Smashing Barriers was originally a 15-episode adventure serial, where a sawmill owner and her impossibly boring boyfriend try to escape the attentions of an outlaw and his band of ruffians.
Directed by and starring William Duncan in 1919, these episodes (the plotting of which was described at the time as “incomprehensibly convoluted”) were eventually condensed down to a single movie a few years later, and then even further into this short film in the 1930s, for sale as a home movie.
It’s this ultra-condensed version which survives, the originals all having been lost.
The surviving film is only ten minutes long. Yet there’s time enough for rescuing a damsel in distress from a burning building, out of control carts careering down a hill, an improvised zipwire escape, someone leaping off a cliff into the waters below, people randomly fire guns, and more. The picture above is basically straight out of Raiders Of The Lost Ark.
· · ·
* [Complete the following]:
A) In the Smashing Barriers passage, how long is the surviving film?
B) Write out the part of the Smashing Barriers passage starting at "The surviving film" and ending at "The Lost Ark.".
The data that follows is not needed for the work on the Smashing Barriers passage.
· · ·
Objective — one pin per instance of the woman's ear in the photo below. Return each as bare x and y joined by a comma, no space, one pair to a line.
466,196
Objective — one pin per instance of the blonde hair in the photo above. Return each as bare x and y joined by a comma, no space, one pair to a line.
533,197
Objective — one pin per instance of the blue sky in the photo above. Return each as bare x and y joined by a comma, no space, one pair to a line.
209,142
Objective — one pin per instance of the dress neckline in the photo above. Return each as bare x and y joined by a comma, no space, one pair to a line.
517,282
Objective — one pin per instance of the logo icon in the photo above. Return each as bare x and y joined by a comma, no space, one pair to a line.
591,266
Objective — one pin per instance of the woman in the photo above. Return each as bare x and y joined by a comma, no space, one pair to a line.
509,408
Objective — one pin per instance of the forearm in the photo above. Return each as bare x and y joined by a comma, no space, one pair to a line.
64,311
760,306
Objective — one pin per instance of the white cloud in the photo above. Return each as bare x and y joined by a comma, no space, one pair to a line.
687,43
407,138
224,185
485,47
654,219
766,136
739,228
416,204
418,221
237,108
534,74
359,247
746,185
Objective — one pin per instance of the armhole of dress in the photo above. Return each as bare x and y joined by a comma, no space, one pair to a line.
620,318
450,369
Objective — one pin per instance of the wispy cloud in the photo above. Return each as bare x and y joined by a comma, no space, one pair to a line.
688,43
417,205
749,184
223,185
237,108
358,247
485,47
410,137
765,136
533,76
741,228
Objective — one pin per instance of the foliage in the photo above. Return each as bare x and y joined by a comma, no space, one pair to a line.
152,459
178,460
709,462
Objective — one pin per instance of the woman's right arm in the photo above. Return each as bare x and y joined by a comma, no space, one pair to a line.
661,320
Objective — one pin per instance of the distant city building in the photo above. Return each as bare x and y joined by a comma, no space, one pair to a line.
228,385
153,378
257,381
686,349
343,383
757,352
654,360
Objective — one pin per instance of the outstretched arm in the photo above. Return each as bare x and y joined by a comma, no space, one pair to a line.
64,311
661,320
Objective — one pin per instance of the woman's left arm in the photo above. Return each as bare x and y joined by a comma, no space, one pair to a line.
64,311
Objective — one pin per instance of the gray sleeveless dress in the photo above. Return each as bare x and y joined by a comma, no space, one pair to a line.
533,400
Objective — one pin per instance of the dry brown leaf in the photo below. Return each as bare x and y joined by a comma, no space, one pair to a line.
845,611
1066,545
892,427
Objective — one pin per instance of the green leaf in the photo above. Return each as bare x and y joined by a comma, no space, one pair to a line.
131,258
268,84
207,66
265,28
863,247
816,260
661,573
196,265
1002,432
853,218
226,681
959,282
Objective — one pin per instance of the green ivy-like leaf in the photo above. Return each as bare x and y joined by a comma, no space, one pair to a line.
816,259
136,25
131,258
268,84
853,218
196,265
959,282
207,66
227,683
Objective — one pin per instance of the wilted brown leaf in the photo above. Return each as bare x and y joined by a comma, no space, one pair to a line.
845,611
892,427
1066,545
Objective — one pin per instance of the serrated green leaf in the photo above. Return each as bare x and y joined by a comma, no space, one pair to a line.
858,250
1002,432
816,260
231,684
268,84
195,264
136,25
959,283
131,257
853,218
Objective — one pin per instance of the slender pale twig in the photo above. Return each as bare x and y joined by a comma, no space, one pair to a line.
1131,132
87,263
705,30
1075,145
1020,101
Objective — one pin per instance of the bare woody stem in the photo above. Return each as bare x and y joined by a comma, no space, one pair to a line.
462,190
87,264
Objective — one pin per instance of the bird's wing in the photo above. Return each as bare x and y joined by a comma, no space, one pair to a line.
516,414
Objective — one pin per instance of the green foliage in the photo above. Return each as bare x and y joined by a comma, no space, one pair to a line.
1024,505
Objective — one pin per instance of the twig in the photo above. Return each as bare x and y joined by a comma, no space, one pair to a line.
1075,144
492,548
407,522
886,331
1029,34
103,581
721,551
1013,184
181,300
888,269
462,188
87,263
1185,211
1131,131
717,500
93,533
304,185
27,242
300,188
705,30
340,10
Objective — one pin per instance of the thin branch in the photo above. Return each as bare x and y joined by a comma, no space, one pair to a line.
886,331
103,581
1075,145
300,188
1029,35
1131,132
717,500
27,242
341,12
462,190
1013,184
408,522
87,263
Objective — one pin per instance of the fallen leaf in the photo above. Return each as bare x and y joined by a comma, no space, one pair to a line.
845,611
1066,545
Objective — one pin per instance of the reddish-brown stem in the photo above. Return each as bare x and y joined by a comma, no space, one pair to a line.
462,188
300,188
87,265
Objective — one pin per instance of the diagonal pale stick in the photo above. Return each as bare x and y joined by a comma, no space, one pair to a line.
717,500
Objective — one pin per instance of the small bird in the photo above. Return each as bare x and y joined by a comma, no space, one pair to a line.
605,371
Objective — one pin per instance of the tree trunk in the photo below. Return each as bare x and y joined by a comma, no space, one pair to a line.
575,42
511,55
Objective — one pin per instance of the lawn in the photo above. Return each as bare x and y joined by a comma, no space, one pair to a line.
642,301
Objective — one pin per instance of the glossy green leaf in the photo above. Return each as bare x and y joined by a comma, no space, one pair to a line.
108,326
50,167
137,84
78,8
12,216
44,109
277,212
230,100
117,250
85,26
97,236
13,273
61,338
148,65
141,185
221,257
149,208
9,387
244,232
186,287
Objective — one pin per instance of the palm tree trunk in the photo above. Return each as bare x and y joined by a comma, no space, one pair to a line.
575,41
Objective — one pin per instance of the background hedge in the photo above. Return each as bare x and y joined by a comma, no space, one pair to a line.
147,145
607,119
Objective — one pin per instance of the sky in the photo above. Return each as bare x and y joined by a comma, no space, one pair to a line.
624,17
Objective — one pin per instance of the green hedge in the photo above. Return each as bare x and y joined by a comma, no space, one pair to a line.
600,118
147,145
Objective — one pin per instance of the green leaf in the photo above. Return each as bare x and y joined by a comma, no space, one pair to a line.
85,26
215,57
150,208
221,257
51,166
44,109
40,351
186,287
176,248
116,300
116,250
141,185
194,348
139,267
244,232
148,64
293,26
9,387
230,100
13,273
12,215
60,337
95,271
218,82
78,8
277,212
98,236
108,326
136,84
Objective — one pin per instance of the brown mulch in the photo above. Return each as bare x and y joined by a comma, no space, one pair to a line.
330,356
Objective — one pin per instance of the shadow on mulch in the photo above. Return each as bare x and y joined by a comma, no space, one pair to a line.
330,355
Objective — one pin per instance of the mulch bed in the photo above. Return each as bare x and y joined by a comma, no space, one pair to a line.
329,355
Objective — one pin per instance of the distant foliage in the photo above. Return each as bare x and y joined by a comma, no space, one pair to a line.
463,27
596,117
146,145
· · ·
* [Written responses]:
A) It is only ten minutes long.

B)
The surviving film is only ten minutes long. Yet there’s time enough for rescuing a damsel in distress from a burning building, out of control carts careering down a hill, an improvised zipwire escape, someone leaping off a cliff into the waters below, people randomly fire guns, and more. The picture above is basically straight out of Raiders Of The Lost Ark.